• **Task**
Take the material below and write it all out again exactly.

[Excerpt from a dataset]
****************************************
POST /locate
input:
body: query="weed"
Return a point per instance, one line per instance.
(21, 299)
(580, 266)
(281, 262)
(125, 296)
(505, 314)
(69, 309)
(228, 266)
****************************************
• **Output below**
POST /locate
input:
body: query="weed"
Return a point per instance, one line per instance.
(21, 299)
(580, 266)
(281, 262)
(125, 296)
(505, 314)
(69, 309)
(228, 266)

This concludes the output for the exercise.